Task to complete =
Write out the line with "Put one point on each instance of the snow on bushes." and every later line through the end of the data below, exactly as given, with no pictures in the copy.

Object point labels:
--- Begin ---
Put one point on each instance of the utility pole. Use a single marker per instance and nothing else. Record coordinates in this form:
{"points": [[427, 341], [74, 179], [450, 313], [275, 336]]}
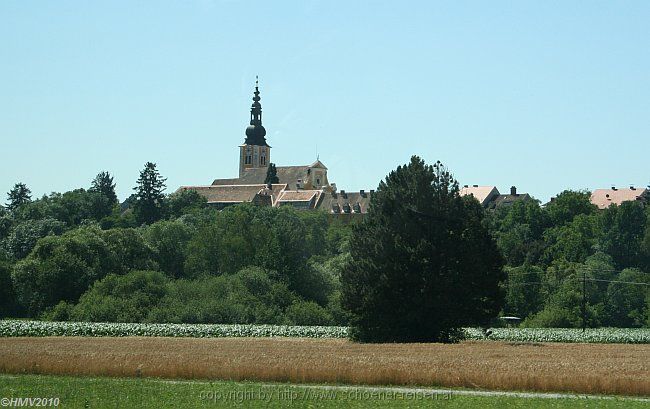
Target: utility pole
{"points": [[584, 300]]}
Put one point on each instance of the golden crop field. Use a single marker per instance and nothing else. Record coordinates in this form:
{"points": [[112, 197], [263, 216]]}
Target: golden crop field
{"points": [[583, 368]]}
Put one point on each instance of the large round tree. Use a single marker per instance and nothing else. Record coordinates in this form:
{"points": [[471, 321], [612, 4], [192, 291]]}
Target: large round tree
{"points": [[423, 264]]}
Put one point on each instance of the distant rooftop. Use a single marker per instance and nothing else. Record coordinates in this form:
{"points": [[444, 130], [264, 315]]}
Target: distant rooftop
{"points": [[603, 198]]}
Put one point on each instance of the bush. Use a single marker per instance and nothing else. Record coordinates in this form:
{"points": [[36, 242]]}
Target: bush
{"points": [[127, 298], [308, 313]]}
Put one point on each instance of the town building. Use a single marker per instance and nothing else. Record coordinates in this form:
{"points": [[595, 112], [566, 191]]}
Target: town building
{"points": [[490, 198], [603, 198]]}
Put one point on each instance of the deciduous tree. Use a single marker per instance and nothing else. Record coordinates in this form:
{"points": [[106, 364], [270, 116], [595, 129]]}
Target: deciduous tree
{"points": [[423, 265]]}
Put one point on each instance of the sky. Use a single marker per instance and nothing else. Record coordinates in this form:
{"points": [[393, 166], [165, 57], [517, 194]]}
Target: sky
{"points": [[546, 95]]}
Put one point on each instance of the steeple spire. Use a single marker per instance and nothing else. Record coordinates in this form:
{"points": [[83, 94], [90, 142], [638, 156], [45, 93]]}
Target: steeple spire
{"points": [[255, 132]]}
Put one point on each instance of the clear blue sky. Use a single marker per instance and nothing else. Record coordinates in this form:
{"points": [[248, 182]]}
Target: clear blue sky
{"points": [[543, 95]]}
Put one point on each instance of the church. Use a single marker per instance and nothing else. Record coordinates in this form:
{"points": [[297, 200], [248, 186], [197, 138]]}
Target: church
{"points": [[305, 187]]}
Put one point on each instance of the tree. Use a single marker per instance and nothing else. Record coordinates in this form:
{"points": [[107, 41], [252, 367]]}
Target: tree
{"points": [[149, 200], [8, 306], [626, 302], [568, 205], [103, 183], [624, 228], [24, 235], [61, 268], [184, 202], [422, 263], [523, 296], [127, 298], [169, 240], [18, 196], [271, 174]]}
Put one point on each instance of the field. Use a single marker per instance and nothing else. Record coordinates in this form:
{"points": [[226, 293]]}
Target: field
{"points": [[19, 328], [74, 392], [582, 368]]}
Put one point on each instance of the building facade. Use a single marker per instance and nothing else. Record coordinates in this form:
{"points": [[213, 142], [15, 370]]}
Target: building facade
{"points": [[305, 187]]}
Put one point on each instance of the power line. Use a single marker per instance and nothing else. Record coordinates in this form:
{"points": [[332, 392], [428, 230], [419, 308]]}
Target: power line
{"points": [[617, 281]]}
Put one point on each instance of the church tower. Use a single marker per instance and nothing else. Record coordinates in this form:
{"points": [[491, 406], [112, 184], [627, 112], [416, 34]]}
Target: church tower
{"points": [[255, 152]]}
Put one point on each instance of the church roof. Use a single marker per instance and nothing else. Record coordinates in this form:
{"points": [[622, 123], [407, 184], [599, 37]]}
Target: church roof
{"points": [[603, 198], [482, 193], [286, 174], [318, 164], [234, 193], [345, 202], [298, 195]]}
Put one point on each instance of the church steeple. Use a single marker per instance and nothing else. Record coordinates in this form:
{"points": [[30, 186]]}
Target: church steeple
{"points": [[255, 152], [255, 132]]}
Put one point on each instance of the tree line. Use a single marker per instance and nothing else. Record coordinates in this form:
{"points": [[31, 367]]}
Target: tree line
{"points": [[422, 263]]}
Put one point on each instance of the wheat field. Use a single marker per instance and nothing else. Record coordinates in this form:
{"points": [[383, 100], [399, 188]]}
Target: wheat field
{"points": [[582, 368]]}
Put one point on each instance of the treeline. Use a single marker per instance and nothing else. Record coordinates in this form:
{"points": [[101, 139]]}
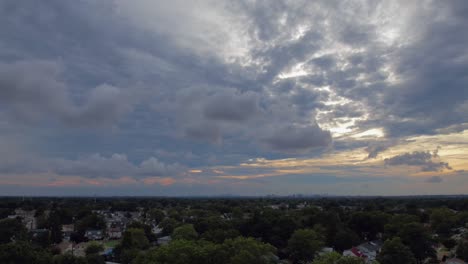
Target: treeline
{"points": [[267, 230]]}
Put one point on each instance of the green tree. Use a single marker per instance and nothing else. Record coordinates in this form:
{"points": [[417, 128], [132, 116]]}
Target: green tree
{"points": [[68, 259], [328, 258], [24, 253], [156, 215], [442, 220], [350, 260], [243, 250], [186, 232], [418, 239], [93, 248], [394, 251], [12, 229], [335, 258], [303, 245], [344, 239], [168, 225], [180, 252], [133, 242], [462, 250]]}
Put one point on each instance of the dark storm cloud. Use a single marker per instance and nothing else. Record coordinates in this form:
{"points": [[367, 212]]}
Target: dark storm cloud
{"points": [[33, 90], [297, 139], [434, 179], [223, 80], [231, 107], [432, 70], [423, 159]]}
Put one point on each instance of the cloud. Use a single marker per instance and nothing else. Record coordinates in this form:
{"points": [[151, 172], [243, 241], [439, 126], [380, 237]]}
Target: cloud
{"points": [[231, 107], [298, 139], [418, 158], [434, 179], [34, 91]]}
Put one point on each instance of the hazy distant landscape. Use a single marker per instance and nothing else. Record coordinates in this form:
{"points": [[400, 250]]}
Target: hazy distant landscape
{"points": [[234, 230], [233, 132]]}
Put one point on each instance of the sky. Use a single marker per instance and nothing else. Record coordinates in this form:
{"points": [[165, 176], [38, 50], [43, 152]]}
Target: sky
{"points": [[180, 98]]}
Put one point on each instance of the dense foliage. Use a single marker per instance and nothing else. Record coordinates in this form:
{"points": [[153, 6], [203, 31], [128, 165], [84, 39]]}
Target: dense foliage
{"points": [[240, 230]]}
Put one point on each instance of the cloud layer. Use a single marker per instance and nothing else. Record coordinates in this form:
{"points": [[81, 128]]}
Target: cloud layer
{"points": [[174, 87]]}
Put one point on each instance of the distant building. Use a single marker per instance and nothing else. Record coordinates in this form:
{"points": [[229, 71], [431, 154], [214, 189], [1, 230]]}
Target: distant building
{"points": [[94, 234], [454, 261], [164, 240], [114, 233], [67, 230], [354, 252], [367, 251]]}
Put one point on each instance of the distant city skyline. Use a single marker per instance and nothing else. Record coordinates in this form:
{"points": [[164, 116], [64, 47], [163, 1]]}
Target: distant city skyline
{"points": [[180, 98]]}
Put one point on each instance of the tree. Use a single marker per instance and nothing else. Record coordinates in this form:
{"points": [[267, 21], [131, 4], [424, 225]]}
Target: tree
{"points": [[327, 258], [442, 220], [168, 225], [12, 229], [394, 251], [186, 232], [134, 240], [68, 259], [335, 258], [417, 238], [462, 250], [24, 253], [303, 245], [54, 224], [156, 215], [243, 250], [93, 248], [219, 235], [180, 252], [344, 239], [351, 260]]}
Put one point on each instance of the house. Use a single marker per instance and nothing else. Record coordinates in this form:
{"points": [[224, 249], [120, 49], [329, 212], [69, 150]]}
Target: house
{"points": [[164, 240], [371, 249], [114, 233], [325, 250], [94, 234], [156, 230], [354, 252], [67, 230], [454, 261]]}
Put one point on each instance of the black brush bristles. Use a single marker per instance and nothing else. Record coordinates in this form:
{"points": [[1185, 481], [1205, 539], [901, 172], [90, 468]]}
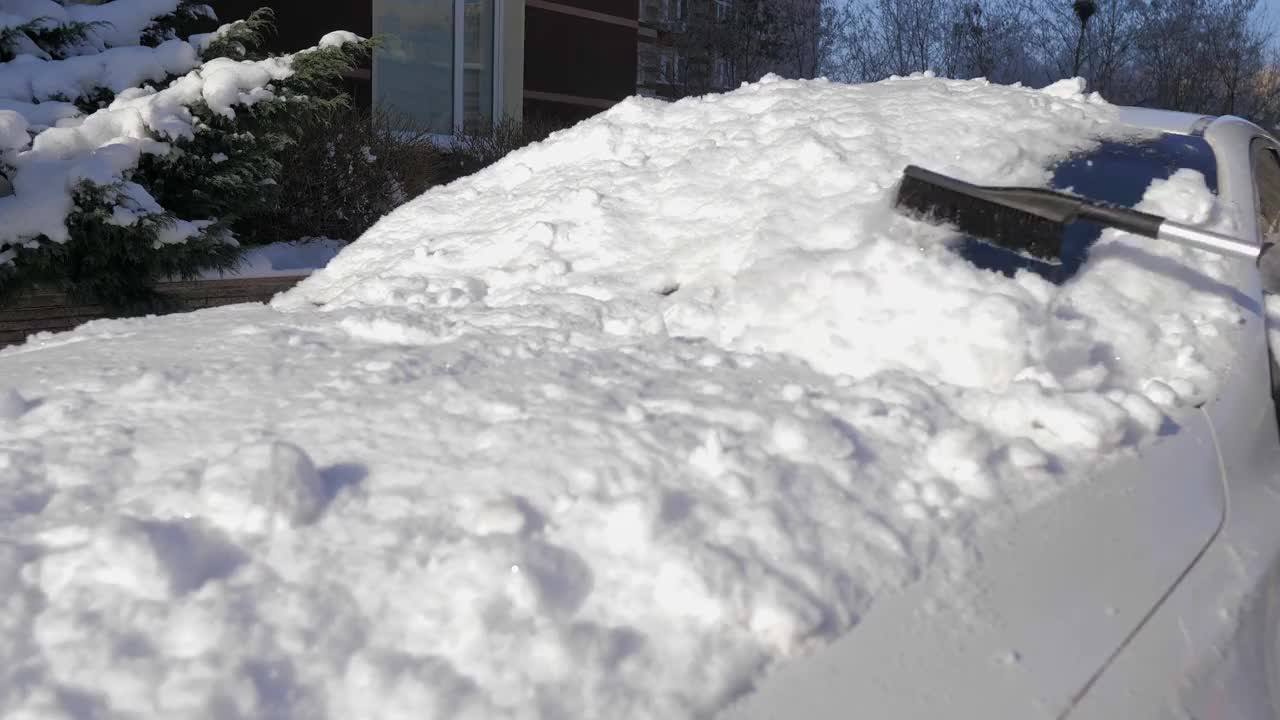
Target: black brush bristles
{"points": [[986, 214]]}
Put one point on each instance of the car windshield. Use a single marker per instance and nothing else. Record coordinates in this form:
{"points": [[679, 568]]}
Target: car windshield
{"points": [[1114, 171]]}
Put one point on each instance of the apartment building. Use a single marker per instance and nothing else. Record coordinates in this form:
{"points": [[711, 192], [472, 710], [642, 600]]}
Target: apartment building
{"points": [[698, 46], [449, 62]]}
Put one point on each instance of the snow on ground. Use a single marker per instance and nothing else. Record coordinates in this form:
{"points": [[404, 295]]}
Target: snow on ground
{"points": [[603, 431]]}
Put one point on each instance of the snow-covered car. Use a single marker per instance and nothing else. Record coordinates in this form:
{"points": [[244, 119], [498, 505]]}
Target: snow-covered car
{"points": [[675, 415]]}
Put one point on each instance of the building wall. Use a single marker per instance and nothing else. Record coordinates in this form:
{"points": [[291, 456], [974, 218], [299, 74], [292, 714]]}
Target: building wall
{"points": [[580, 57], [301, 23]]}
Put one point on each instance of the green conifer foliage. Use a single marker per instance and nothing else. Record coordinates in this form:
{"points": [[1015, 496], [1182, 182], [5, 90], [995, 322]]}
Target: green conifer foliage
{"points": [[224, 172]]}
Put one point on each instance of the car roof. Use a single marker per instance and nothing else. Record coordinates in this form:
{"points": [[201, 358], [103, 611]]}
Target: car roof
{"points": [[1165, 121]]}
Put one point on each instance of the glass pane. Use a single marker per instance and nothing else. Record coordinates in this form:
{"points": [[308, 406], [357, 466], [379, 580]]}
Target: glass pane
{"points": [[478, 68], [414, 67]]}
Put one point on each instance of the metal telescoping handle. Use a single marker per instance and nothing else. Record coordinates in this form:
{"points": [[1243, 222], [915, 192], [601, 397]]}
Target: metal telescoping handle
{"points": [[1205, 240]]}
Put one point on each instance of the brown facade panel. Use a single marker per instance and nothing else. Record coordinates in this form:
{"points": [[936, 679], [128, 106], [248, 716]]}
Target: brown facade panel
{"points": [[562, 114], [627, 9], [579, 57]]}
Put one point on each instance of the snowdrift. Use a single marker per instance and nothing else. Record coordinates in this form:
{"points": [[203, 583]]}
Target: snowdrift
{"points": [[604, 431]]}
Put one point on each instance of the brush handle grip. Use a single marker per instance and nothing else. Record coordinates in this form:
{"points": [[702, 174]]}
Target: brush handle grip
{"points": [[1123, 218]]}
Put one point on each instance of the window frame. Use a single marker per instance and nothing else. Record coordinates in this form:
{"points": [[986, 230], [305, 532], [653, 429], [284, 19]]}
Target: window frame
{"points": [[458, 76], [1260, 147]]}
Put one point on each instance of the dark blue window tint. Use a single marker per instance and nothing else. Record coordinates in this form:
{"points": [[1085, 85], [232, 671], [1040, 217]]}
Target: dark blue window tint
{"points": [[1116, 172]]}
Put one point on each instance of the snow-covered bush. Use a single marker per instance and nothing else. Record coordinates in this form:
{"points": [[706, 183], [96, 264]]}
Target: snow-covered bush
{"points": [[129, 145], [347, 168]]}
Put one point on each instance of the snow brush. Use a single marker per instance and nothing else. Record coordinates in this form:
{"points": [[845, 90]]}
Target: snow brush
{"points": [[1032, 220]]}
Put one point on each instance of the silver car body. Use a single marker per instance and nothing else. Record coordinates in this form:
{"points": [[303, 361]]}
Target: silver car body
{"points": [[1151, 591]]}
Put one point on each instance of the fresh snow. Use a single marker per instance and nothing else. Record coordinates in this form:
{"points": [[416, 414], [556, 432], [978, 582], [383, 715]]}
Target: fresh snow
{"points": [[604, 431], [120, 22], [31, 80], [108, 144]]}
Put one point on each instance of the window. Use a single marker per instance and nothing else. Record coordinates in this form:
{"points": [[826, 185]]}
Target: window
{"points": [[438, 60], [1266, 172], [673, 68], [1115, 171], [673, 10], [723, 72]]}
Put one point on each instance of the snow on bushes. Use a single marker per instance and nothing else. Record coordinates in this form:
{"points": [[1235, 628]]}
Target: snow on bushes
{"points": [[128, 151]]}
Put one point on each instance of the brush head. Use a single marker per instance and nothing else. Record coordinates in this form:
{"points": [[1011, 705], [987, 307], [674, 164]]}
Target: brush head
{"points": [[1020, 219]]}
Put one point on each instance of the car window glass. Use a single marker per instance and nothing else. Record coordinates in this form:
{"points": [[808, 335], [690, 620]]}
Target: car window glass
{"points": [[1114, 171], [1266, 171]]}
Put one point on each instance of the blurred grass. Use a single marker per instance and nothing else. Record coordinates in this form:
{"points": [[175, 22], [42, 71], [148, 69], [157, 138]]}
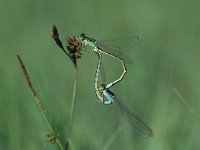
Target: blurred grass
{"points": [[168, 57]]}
--- End ---
Completed task =
Put one point on each instance of the snow on bushes. Use a single marker per instance and nothing else. Record coordinates in this form:
{"points": [[1235, 628]]}
Target: snow on bushes
{"points": [[128, 151]]}
Put one point on each instance of the brush head. Use a single marker per instance and nothing else. Record coordinates in this form:
{"points": [[1011, 705], [987, 307], [674, 164]]}
Target: brush head
{"points": [[1020, 219]]}
Put one point on each instance of the car window glass. Use a single marker per instance and nothing else. Record coordinates in this form:
{"points": [[808, 335], [690, 620]]}
Target: car window glass
{"points": [[1114, 171], [1266, 171]]}
Put one point on each instance of the blurred grass. Use a single marker per instance and nothing else. Record coordinates in this form:
{"points": [[175, 22], [42, 71], [148, 69], [157, 138]]}
Target: blurred grass
{"points": [[168, 57]]}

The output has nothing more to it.